→ YOUR ASSIGNMENT
From the line below that contains "Target: palm tree" to the line that contains "the red tile", repeat every line exactly, both ends included, and nothing else.

** ENTRIES PROVIDED follows **

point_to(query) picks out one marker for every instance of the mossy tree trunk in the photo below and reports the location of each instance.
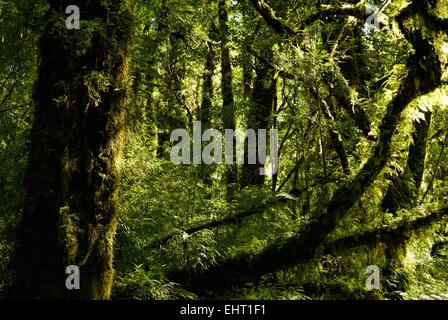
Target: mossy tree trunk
(404, 188)
(228, 105)
(71, 183)
(260, 113)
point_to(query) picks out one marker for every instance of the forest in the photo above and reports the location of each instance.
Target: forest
(116, 163)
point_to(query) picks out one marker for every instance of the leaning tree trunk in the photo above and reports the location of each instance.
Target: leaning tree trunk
(71, 182)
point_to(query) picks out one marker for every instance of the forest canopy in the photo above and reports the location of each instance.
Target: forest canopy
(344, 169)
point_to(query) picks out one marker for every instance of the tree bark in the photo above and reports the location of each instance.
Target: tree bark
(71, 182)
(228, 106)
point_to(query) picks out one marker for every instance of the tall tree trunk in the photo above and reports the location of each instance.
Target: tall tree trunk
(404, 188)
(207, 95)
(260, 114)
(228, 107)
(71, 182)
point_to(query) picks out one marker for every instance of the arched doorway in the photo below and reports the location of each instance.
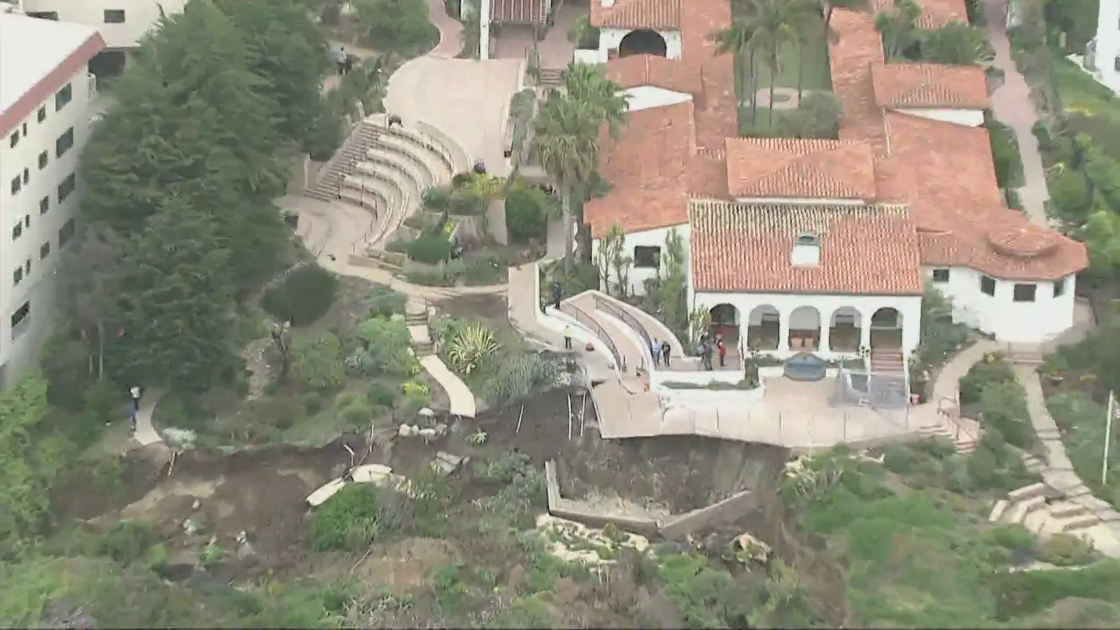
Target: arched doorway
(887, 329)
(804, 329)
(643, 42)
(764, 327)
(845, 330)
(725, 322)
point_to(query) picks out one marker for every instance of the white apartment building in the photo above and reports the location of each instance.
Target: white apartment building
(45, 122)
(121, 22)
(1103, 54)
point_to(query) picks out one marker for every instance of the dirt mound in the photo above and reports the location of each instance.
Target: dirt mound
(406, 565)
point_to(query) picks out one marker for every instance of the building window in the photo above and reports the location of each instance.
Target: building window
(66, 187)
(647, 257)
(64, 142)
(1024, 293)
(20, 318)
(64, 96)
(65, 233)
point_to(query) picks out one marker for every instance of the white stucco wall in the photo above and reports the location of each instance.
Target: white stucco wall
(647, 96)
(609, 38)
(1018, 322)
(968, 118)
(139, 16)
(910, 307)
(38, 229)
(649, 238)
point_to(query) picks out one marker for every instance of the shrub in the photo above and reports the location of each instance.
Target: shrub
(304, 296)
(430, 248)
(380, 395)
(317, 361)
(384, 302)
(347, 520)
(465, 202)
(992, 369)
(437, 197)
(525, 215)
(518, 378)
(470, 348)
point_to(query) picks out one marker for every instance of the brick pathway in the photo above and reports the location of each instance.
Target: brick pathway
(1014, 108)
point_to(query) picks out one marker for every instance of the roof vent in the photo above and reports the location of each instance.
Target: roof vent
(806, 250)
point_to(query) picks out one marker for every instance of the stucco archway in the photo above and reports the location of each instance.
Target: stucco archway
(764, 327)
(887, 329)
(643, 42)
(804, 329)
(845, 326)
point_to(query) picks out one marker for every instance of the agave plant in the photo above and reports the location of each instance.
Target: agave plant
(473, 345)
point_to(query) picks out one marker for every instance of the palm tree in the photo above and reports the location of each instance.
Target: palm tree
(898, 27)
(739, 39)
(589, 84)
(566, 144)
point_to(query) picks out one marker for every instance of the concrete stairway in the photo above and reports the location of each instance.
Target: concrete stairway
(1044, 511)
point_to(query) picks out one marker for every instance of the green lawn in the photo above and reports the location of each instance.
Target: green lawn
(810, 61)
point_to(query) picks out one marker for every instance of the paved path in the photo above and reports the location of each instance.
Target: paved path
(146, 433)
(1058, 472)
(1014, 108)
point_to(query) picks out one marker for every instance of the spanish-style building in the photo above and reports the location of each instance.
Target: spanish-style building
(821, 244)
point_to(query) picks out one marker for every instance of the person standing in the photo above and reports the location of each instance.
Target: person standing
(341, 59)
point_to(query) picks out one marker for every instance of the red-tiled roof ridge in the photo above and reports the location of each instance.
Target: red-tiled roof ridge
(782, 167)
(53, 82)
(649, 167)
(659, 72)
(520, 11)
(656, 15)
(746, 248)
(930, 85)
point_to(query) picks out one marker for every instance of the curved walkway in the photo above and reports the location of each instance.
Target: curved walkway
(1058, 471)
(1013, 105)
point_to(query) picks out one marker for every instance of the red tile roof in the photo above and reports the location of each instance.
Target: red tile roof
(778, 167)
(520, 11)
(656, 15)
(945, 173)
(659, 72)
(930, 85)
(935, 14)
(864, 250)
(649, 168)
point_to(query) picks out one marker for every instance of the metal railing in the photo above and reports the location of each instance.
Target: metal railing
(587, 321)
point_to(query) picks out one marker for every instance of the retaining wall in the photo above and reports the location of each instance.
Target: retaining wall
(675, 527)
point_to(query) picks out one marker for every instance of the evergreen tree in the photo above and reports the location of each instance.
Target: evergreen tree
(177, 304)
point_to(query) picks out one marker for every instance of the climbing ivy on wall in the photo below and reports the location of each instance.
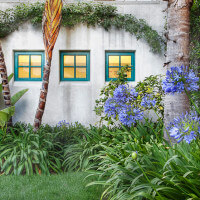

** End of ENTRIES PROVIDED **

→ ANSWER BOX
Target: palm tree
(898, 27)
(739, 39)
(589, 84)
(566, 144)
point_to(query) picks out one marker for every instance of the concrete stairway in the photo above and reports the location of each instance.
Target: concrete stairway
(1044, 511)
point_to(query) picks out one marker for every instance of the green lawn in the photo above and reports the location of each instance.
Target: green lawn
(810, 61)
point_to(query) picks out one marker for every instance of the paved path in the photo above and reports the location of each instance.
Target: paved path
(146, 433)
(1058, 472)
(1014, 108)
point_to(query) picks out one marker for every instance of the spanish-style building in the photo above and reports the location of each instance.
Target: spanish-style building
(821, 244)
point_to(query) picks out one marker for every instance of the person standing in the photo above and reports the location of each instance.
Target: person standing
(341, 59)
point_to(query) picks out one marker for every instance of the red-tiled roof ridge in the photo above and reports the location of each instance.
Target: red-tiled roof ridge
(782, 167)
(53, 82)
(649, 167)
(659, 72)
(520, 11)
(656, 15)
(746, 248)
(930, 85)
point_to(query) picks out one marker for every instance of the curved walkway in the photo above and reports the location of each instance.
Target: curved walkway
(1058, 471)
(1013, 105)
point_to(query) picks out one marker for every instance of the red tile roof in the photo above and reports the location of each instance.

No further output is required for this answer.